▶ _What is needed_:
Select and copy every line of the records below that contains the word "cooked".

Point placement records
===============

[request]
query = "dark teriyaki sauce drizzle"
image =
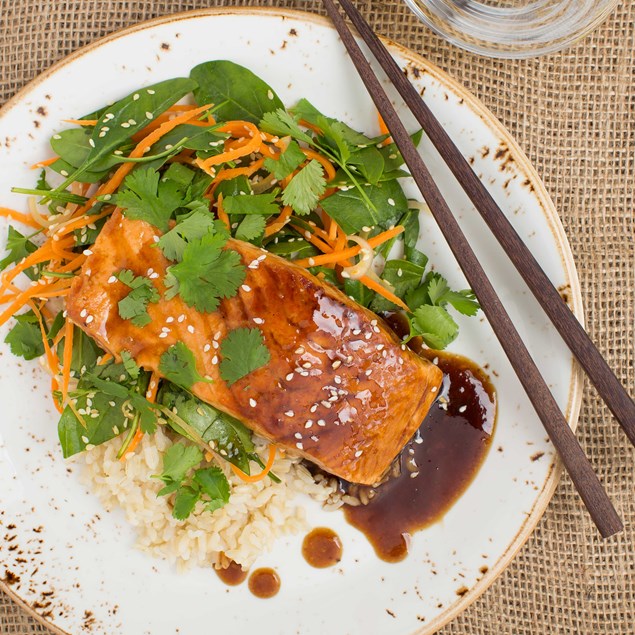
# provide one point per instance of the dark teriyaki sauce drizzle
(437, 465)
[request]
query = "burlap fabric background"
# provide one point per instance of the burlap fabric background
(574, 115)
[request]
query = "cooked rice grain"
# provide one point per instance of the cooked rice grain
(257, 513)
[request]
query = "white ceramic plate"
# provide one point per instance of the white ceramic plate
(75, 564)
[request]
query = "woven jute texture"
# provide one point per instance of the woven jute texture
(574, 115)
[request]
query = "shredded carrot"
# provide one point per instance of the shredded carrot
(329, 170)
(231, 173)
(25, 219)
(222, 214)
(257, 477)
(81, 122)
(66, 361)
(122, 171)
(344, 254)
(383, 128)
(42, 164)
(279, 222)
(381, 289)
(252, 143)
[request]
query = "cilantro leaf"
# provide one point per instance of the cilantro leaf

===============

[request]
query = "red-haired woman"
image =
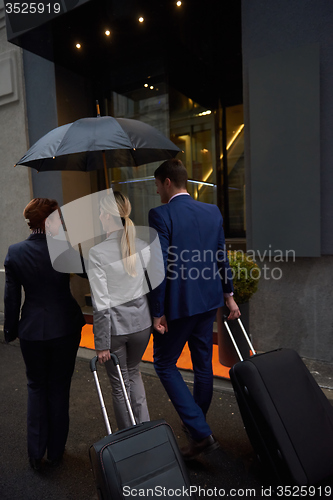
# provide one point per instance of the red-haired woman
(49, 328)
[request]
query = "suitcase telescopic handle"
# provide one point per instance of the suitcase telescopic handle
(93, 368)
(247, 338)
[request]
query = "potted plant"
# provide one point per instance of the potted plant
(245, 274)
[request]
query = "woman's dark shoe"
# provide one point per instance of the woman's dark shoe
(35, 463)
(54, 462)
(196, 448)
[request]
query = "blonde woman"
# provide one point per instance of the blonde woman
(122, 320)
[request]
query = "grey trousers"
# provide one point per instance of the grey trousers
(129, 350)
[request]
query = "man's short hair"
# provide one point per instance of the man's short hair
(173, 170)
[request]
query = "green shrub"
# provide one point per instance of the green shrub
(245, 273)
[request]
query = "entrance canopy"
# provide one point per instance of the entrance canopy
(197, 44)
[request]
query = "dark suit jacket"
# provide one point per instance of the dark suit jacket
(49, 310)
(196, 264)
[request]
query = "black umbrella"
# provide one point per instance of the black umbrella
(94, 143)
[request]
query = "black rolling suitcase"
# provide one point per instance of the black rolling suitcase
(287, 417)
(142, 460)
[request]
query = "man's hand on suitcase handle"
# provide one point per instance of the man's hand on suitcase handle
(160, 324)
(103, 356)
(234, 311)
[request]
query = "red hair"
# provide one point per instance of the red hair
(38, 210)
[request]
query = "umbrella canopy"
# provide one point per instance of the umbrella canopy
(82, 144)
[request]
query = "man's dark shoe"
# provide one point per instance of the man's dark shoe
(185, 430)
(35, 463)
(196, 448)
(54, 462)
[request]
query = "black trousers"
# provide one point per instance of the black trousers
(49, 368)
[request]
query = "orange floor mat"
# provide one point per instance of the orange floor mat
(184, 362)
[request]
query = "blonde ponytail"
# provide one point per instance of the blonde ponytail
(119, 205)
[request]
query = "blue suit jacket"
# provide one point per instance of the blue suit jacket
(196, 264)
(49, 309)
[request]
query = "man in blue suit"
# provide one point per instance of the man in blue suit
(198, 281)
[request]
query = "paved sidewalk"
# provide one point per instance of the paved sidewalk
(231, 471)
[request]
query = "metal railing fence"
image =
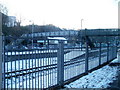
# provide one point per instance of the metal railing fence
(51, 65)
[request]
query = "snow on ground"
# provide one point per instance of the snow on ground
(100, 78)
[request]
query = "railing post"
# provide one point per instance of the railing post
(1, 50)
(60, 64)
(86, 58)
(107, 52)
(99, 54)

===============

▶ _Output for this task_:
query = "cooked rice grain"
# provide one point per instance of the cooked rice grain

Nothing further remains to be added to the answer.